Directions: According to the article on the Aroon indicator below, which moving averages, used together, formed one of the author's favorite and most profitable trading styles?

Text:
====

Sun. Apr 21st, 2019

Technical Analysis Using the Aroon Indicator

This article has been a long time coming and for several reasons. There was a time when I was learning trading in crypto where I was doing well with the basics of candlesticks, relative strength index, and patterns to trading. But there was a time that I was venturing into the many different ways people trade using other indicators, trading styles, and even bots. Some of my favorite and most profitable styles have been using the 9/20 exponential moving averages in conjunction with each other and fine tuning the deeper layers of using RSI.

One indicator I discovered was called the Aroon. There are some basic articles on it but I’ve rarely seen it used with stocks and forex and for crypto Ive only seen it used once as a joke. I played around with it and got very comfortable with it. And then it started to really improve my understanding of the coins and the profitability of my trades. It also is easier for me to understand personally as the Aroon lines are more triangular instead of sine waves (basically I do better with rough lines instead of smooth lines to calculate data).

====

Dataset:

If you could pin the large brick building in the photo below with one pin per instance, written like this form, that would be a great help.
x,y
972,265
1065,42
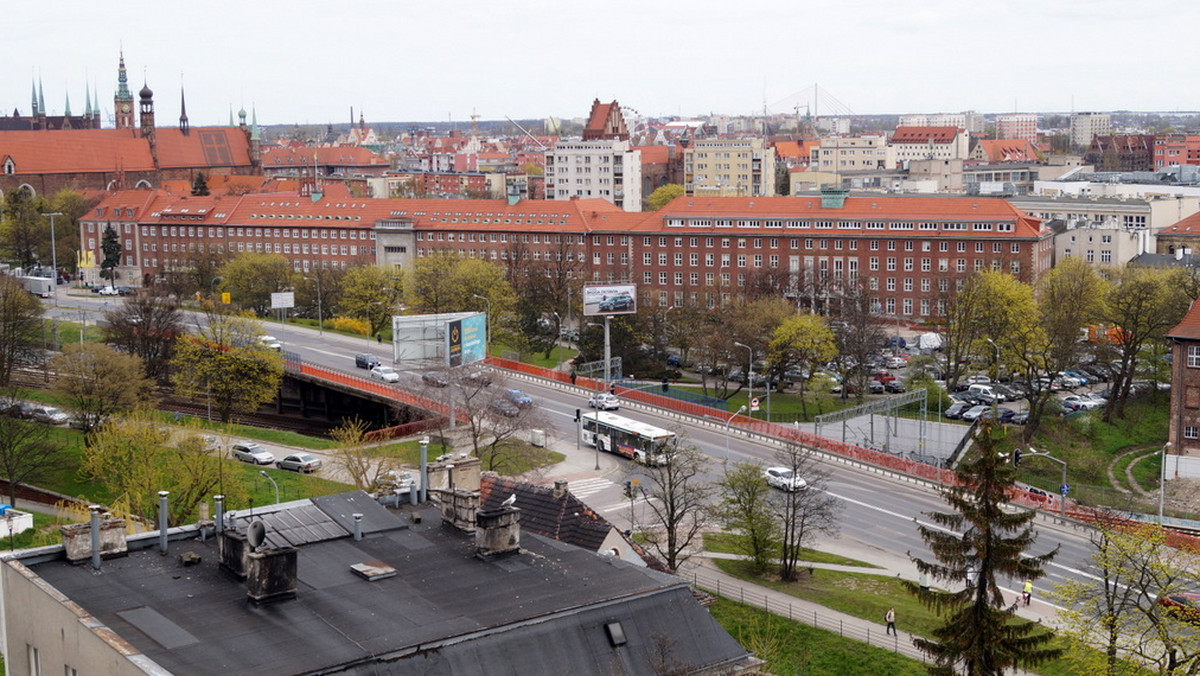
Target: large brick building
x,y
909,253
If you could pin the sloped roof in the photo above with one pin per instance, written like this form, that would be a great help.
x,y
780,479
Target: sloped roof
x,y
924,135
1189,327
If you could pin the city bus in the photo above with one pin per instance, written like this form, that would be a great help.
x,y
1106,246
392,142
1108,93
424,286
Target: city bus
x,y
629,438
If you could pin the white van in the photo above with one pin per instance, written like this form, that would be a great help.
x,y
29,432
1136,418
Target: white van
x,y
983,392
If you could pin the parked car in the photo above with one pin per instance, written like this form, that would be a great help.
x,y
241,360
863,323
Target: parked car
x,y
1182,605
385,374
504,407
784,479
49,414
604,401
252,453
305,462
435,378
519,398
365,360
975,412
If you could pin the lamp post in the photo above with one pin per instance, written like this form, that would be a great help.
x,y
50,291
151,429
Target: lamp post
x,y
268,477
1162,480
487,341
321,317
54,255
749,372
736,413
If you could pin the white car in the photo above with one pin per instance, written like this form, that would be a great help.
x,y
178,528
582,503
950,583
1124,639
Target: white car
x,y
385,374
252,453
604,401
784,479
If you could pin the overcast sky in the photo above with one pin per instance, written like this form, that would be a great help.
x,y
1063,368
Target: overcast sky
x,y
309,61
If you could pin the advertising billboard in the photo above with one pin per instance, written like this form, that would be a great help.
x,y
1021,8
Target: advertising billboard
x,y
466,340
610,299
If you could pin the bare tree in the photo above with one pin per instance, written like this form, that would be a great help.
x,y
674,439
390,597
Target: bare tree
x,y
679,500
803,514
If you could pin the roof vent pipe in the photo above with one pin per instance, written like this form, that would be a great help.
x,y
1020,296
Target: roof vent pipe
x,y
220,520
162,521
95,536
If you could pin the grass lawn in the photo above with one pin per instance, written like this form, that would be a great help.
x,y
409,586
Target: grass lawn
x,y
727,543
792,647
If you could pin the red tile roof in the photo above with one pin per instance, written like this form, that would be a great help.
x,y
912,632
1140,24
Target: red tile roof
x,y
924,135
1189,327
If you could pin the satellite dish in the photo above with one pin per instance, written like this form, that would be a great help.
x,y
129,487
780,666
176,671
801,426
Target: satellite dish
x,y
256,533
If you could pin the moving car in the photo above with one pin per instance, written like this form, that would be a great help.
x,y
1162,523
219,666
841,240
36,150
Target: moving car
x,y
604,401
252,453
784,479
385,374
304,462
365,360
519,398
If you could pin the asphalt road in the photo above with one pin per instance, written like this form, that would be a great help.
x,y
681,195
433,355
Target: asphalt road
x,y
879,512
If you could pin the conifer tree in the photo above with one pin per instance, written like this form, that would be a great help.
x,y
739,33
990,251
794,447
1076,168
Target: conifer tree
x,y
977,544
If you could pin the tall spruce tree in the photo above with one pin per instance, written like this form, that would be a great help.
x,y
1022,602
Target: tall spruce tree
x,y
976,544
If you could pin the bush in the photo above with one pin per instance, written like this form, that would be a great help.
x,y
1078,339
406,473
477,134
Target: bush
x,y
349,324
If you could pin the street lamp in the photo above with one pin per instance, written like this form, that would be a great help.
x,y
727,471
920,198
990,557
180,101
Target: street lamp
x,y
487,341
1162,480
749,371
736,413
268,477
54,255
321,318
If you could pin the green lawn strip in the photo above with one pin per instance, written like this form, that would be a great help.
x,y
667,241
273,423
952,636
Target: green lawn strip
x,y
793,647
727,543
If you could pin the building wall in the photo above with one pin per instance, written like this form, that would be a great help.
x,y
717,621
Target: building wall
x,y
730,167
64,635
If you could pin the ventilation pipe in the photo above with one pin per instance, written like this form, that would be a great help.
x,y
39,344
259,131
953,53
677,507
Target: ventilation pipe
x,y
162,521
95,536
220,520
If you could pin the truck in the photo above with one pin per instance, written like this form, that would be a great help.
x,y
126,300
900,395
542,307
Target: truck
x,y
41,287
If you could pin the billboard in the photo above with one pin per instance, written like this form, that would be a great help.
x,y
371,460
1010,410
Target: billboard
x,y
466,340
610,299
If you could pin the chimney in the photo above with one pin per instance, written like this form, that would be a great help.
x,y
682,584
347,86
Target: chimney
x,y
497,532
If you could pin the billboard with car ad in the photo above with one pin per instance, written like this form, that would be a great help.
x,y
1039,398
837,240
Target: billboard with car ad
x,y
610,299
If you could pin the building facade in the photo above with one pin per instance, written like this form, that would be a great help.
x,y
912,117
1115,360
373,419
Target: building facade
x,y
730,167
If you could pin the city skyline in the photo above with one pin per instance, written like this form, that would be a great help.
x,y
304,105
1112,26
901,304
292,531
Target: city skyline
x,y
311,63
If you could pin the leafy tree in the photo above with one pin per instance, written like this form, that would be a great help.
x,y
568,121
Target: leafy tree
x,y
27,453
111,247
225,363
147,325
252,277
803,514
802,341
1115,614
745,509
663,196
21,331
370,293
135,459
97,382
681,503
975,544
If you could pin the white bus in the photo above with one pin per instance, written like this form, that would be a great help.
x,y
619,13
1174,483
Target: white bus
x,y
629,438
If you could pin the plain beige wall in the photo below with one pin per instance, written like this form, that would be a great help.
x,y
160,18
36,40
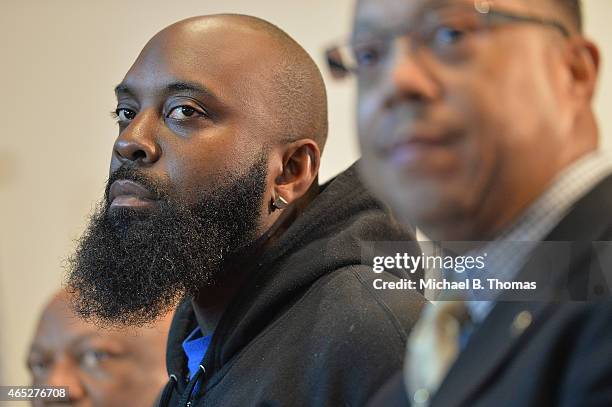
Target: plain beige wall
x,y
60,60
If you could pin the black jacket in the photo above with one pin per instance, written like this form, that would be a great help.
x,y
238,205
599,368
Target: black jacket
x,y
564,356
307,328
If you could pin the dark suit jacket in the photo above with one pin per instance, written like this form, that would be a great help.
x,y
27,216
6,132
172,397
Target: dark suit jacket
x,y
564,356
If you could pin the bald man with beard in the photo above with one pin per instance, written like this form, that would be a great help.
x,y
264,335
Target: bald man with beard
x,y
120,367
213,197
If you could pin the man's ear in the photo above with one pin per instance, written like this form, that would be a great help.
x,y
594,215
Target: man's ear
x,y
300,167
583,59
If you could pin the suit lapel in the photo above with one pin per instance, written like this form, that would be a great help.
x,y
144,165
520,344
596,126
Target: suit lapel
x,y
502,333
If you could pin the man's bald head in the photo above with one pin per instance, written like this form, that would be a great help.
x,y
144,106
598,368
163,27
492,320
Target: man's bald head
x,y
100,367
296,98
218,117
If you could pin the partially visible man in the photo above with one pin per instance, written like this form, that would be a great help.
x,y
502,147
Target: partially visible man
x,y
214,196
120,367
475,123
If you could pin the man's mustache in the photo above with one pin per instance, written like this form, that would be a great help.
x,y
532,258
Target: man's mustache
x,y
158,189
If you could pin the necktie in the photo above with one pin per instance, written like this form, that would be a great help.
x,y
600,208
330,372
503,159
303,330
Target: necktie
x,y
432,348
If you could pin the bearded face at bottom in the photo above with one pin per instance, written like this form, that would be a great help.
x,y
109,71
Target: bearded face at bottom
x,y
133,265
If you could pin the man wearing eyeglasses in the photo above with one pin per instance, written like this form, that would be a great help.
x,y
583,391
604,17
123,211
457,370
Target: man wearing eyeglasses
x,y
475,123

====

The completed task: The 9/20 exponential moving averages.